◆ PROVIDED PASSAGE
SHERIDAN — After the digging, staking, mulching and watering concluded, Sheridan College grounds department employees had officially planted the school’s 500th tree Monday during an Arbor Day event.
The planting of a tatarian maple tree in front of the Whitney Academic Center occurred a few days in advance of Arbor Day on Friday, April 26.
The college has done similar Arbor Day events for the past six years, and this week’s event happened to coincide with Earth Day.
Two separate plantings occurred Monday morning. Eight students from Sheridan College biology instructor Scott Newbold’s class attended the second planting. Sheridan College grounds department supervisor Zack Houck led the event and said teachers and students from both Sheridan College and the John C. Schiffer Collaborative School attended the first planting.
The recent tree introductions at Sheridan College began in earnest in 2013, the same year the college earned a Tree Campus USA designation from the Arbor Day Foundation. Sheridan College is the only campus in Wyoming to receive the distinction.
The rare designation and significant planting of new trees over the past six years are parts of a larger tree canopy management plan at Sheridan College. In 2012, the Wyoming State Forestry Division asked Houck about taking inventory of all the trees on campus. Houck agreed, and he and his crew did geographic information system mapping of the campus and measured every individual tree multiple times over the course of several days.
Kelly Norris, district forester with the Wyoming State Forestry Division, worked with Houck on the initial inventory process and helped design the management plan.
Houck said the data collection played a crucial role in the college’s tree plans over the next seven years.
“You have to know what you have before you want to expound on that,” Houck said.
In total, Houck and his crew have planted 203 trees and had a 44 percent tree species diversity increase since 2013. They want to have age and species variety among the canopy. Some trees are brand new, while others are nearly 80 years old. There are 42 total species of trees on the Sheridan College campus, and at least one more — an American hornbeam — will be planted this year.
Before the tatarian maple found its new home Monday, Houck and Norris provided some background on the college’s management plan and explained the planting process to students. That discussion lasted about 35 minutes and is part of the service learning aspect required of a Tree Campus USA school.
In order to keep the Tree Campus USA designation, Houck must submit detailed annual reports that provide evidence and align with five Arbor Day Foundation standards. Those standards are: have a campus tree advisory committee; create a campus tree care plan; submit dedicated annual expenditures; host an Arbor Day observation and have service learning projects.

◆ PROBLEMS TO WORK ON
• A. How would you put this sentence from the Sheridan College tree-planting article into Spanish: "Sheridan College is the only campus in Wyoming to receive the distinction."?
• B. Proceed with the Sheridan College tree-planting article, picking up right after its final sentence.
The items that come next aren't needed for these tasks.

Phrase grounding data:
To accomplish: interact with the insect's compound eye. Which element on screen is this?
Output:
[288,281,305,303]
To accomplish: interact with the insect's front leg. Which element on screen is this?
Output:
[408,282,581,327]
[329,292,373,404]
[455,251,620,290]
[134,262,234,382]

◆ EXERCISE ANSWERS
• A. Sheridan College es el único campus de Wyoming que ha recibido la distinción.

• B.
The advisory committee at Sheridan College includes students, faculty and community members. The campus tree care plan involves goals, targets, tree damage assessments and prohibitive practices. Houck said the main point of Tree Campus USA status involves educating people about the trees and what the college is doing to aid its canopy.
In addition to providing oxygen for humans to breathe, Houck said trees help with heating and cooling, capturing and retaining water, improve campus aesthetics and are quality communal meeting areas.
“People gather under trees,” Houck said. “… It’s just a natural gathering space for humans.”
Challenges to the campus tree population include wildlife damage, frost and drought. Houck said snow storms have also eliminated some trees over the years.
“Those early fall or late spring snow events are really catastrophic to a tree canopy,” Houck said.
Norris added that it will be challenging to keep up with tree maintenance every year. The more trees that are planted, the more mulching and pruning work it entails for Sheridan College grounds employees.
Norris said the most rewarding part of the past seven years involves seeing Houck talk with students about the topic.
For his part, Houck has appreciated learning about the types of trees that can grow in Sheridan’s environment and sharing that knowledge with others.
“It really has been fun and eye-opening (and) enlightening for me and I think a lot of people on campus just to learn what we have and what we’re doing and to stay progressive, you know, not just kind of let life go by and be reactive,” Houck said. “We’re trying to [have] a little bit more proactive stance on our tree canopy.”
Monday marked a milestone in Sheridan College’s tree maintenance process and served as a sign of more things to come.